(Dataset rows showing where objects appear)
···

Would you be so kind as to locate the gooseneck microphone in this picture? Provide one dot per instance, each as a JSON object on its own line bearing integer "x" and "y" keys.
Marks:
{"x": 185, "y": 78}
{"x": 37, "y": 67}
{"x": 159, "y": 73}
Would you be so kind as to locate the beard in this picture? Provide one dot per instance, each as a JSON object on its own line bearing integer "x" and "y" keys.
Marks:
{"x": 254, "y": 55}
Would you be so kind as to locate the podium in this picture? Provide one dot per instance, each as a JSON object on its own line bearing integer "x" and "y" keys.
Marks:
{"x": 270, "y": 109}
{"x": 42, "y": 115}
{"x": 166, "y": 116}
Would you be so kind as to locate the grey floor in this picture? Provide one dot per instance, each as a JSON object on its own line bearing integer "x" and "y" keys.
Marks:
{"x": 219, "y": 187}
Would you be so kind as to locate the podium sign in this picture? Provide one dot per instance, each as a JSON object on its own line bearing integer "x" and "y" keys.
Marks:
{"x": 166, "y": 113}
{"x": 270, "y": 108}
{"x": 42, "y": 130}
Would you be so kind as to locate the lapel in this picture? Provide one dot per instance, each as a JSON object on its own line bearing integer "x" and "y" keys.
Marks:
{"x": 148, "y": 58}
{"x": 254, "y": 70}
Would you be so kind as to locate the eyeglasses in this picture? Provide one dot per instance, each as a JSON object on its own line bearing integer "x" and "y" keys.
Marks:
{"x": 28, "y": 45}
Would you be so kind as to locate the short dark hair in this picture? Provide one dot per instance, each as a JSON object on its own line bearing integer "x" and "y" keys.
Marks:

···

JOB → Reproduce the material word for word, starting with the line that contains "Would you be so kind as to locate the beard" and running through the end of the material, with both ends included.

EXERCISE ANSWER →
Would you be so kind as to locate the beard in this picture? Provide one dot per instance, each as a JSON object on its own line bearing integer "x" and "y" keys.
Marks:
{"x": 254, "y": 55}
Would you be so kind as to locate the podium in this picture? Provide one dot per instance, each as a JSON object on its own line bearing integer "x" and "y" keys.
Marks:
{"x": 270, "y": 109}
{"x": 42, "y": 115}
{"x": 166, "y": 116}
Would you be so kind as to locate the grey floor in this picture? Provide one dot per instance, each as a JSON object on its own line bearing integer "x" and "y" keys.
Marks:
{"x": 219, "y": 187}
Would you be so kind as to locate the podium sign in this picture? Provide one dot per instance, each as a JSON object on its own line bearing integer "x" and "y" keys.
Marks:
{"x": 166, "y": 113}
{"x": 270, "y": 108}
{"x": 42, "y": 130}
Would you be so kind as to locate the lapel in this picture? Provide one dot per instance, each as a JSON object on its own line bearing integer "x" and "y" keys.
Marks:
{"x": 148, "y": 58}
{"x": 254, "y": 70}
Would you be so kind as to locate the eyeglasses in this picture? Provide one dot per instance, each as a JSON object on its own line bearing integer "x" and "y" keys.
Marks:
{"x": 28, "y": 45}
Would you be so kind as to locate the short dark hair in this picture? Provide one dot per instance, each as a JSON object on its own line bearing integer "x" and "y" keys.
Marks:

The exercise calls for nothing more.